◆ **TRY IT**
Reproduce the records word for word, apart from the images they contain.

Stored records
Content starts

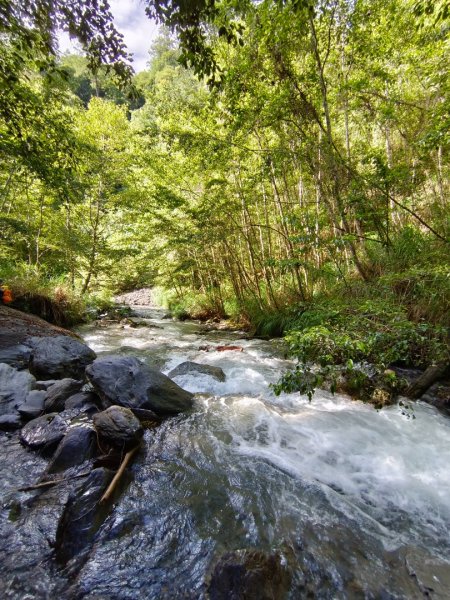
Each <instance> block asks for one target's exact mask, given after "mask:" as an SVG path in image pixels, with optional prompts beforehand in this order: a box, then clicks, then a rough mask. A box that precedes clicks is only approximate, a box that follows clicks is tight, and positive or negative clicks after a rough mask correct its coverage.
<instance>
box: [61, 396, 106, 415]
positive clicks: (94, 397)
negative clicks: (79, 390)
mask: <svg viewBox="0 0 450 600" xmlns="http://www.w3.org/2000/svg"><path fill="white" fill-rule="evenodd" d="M99 403H100V398H99V397H98V396H97V394H94V392H78V394H74V395H73V396H70V398H67V400H66V401H65V403H64V407H65V409H66V410H70V409H72V408H81V409H82V410H83V412H92V411H93V412H96V411H98V405H99Z"/></svg>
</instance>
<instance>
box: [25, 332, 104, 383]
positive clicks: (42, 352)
mask: <svg viewBox="0 0 450 600" xmlns="http://www.w3.org/2000/svg"><path fill="white" fill-rule="evenodd" d="M27 343H28V344H29V345H31V347H32V357H31V361H30V371H31V372H32V373H33V374H35V375H36V376H37V377H40V378H42V379H52V378H59V377H73V378H77V379H80V378H83V377H84V370H85V368H86V366H87V365H88V364H90V363H91V362H92V361H93V360H94V359H95V357H96V354H95V352H94V351H93V350H91V349H90V348H89V347H88V346H86V344H83V343H82V342H80V341H78V340H76V339H74V338H72V337H68V336H66V335H59V336H56V337H44V338H37V337H34V338H29V340H28V341H27Z"/></svg>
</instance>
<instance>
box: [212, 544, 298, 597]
mask: <svg viewBox="0 0 450 600" xmlns="http://www.w3.org/2000/svg"><path fill="white" fill-rule="evenodd" d="M290 583H291V574H290V572H289V571H288V569H287V568H286V567H285V566H284V564H283V560H282V557H281V556H280V555H279V554H278V553H275V554H270V555H267V554H265V553H264V552H261V551H259V550H250V549H247V550H236V551H234V552H230V553H228V554H225V555H224V556H222V557H221V558H220V559H219V561H218V562H217V564H216V566H215V568H214V571H213V573H212V576H211V581H210V583H209V587H208V597H209V598H210V600H240V599H241V598H245V600H274V599H275V598H276V600H284V598H287V596H288V592H289V587H290Z"/></svg>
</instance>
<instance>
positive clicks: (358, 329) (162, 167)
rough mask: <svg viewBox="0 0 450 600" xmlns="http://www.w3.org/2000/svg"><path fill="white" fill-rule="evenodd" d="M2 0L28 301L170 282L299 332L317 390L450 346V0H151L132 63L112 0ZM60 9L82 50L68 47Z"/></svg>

Content ends

◆ **WRITTEN SOLUTION**
Each <instance> block asks for one target's exact mask, given after "mask:" as an SVG path in image pixels, with optional prompts beforehand in this order: a box, then clicks, then a rough mask. A box that precedes clicks is only approximate, a box that follows clicks is tight, and positive or negative clicks after a rough mask correct its coverage.
<instance>
box: [61, 396, 106, 415]
positive clicks: (94, 397)
negative clicks: (79, 390)
mask: <svg viewBox="0 0 450 600" xmlns="http://www.w3.org/2000/svg"><path fill="white" fill-rule="evenodd" d="M99 403H100V398H99V397H98V396H97V394H94V392H78V394H74V395H73V396H70V398H67V400H66V401H65V403H64V407H65V409H66V410H70V409H72V408H81V409H82V410H83V412H92V411H93V412H96V411H98V405H99Z"/></svg>
</instance>
<instance>
box: [25, 332, 104, 383]
positive clicks: (42, 352)
mask: <svg viewBox="0 0 450 600" xmlns="http://www.w3.org/2000/svg"><path fill="white" fill-rule="evenodd" d="M27 343H28V344H29V345H31V347H32V357H31V361H30V371H31V372H32V373H33V374H35V375H36V376H37V377H40V378H42V379H52V378H59V377H73V378H77V379H80V378H83V377H84V370H85V368H86V366H87V365H88V364H90V363H91V362H92V361H93V360H94V359H95V357H96V354H95V352H94V351H93V350H91V349H90V348H89V347H88V346H86V344H83V343H82V342H80V341H78V340H76V339H74V338H72V337H68V336H66V335H59V336H56V337H44V338H37V337H34V338H29V340H28V341H27Z"/></svg>
</instance>
<instance>
box: [212, 544, 298, 597]
mask: <svg viewBox="0 0 450 600" xmlns="http://www.w3.org/2000/svg"><path fill="white" fill-rule="evenodd" d="M290 583H291V574H290V572H289V571H288V569H287V568H286V567H285V566H284V564H283V560H282V557H281V556H280V555H279V554H278V553H275V554H270V555H267V554H265V553H264V552H261V551H259V550H250V549H247V550H236V551H234V552H230V553H228V554H225V555H224V556H222V557H221V558H220V559H219V561H218V562H217V564H216V566H215V568H214V571H213V573H212V576H211V581H210V583H209V587H208V597H209V598H210V600H240V599H241V598H245V600H274V599H275V598H276V600H284V598H287V596H288V592H289V587H290Z"/></svg>
</instance>
<instance>
positive clicks: (358, 329) (162, 167)
rough mask: <svg viewBox="0 0 450 600" xmlns="http://www.w3.org/2000/svg"><path fill="white" fill-rule="evenodd" d="M2 0L28 301L170 282L299 332L317 390L450 346V0H151L132 63L112 0ZM60 9L82 50L68 47Z"/></svg>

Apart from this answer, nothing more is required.